Passage shown —

Extracorporeal photochemotherapy has been proven effective in selected T-cell mediated diseases.

Aim:

To evaluate the safety and efficacy of extracorporeal photochemotherapy in patients with steroid-dependent Crohn’s disease by an open, monocentric trial in three phases of 24 weeks each.

Methods:

In phase 1 standardized steroid tapering was initiated in patients with a history of steroid-dependent Crohn’s disease. Those with a prospectively evaluated maintenance dose of at least 10 mg/day prednisolone continued steroid-withdrawal under the application of extracorporeal photochemotherapy in phase 2. The duration of remission or response was followed during phase 3. Colonic tissue bioptically obtained before and after extracorporeal photochemotherapy was studied by immunofluorescence microscopy for the presence of photoadduct positive cells.

Results:

Out of 24 patients included in phase 1, 10 entered phase 2 for extracorporeal photochemotherapy. Four subjects achieved remission and four others response. Significant reductions in serum C-reactive protein levels and intestinal permeability were measured, as well as increases in quality of life and plasma adrenocorticotropic hormone levels. No major side-effects were observed. Remission remained stable in three out of four patients during phase 3. In three patients, positive nuclear stainings of photoadducts were detected in colonic mononuclear cells after extracorporeal photochemotherapy.

Dataset content —
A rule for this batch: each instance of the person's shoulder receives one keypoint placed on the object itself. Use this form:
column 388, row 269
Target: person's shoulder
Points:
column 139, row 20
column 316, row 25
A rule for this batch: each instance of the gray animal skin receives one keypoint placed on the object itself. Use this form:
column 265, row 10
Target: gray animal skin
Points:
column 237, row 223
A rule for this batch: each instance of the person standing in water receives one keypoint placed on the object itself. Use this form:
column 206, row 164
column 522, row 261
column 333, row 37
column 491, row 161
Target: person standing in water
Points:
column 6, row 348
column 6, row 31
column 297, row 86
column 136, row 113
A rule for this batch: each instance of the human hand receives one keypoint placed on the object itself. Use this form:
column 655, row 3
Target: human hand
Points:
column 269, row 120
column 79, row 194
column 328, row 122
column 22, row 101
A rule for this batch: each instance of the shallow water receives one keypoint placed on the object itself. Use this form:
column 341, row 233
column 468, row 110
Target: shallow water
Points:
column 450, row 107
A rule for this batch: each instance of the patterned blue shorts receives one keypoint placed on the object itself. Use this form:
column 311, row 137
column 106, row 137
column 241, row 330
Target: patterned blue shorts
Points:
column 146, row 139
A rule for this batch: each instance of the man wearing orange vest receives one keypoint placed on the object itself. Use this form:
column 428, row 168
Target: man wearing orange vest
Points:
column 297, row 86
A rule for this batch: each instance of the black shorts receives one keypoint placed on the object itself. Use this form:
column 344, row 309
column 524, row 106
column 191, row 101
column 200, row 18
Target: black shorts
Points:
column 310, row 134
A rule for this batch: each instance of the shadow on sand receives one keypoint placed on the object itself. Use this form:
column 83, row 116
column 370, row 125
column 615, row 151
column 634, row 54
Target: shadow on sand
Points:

Problem details — Reproduce the stretch of the Crohn's disease study abstract above from "Extracorporeal photochemotherapy has" through "of 24 weeks each.".

Task answer —
Extracorporeal photochemotherapy has been proven effective in selected T-cell mediated diseases.

Aim:

To evaluate the safety and efficacy of extracorporeal photochemotherapy in patients with steroid-dependent Crohn’s disease by an open, monocentric trial in three phases of 24 weeks each.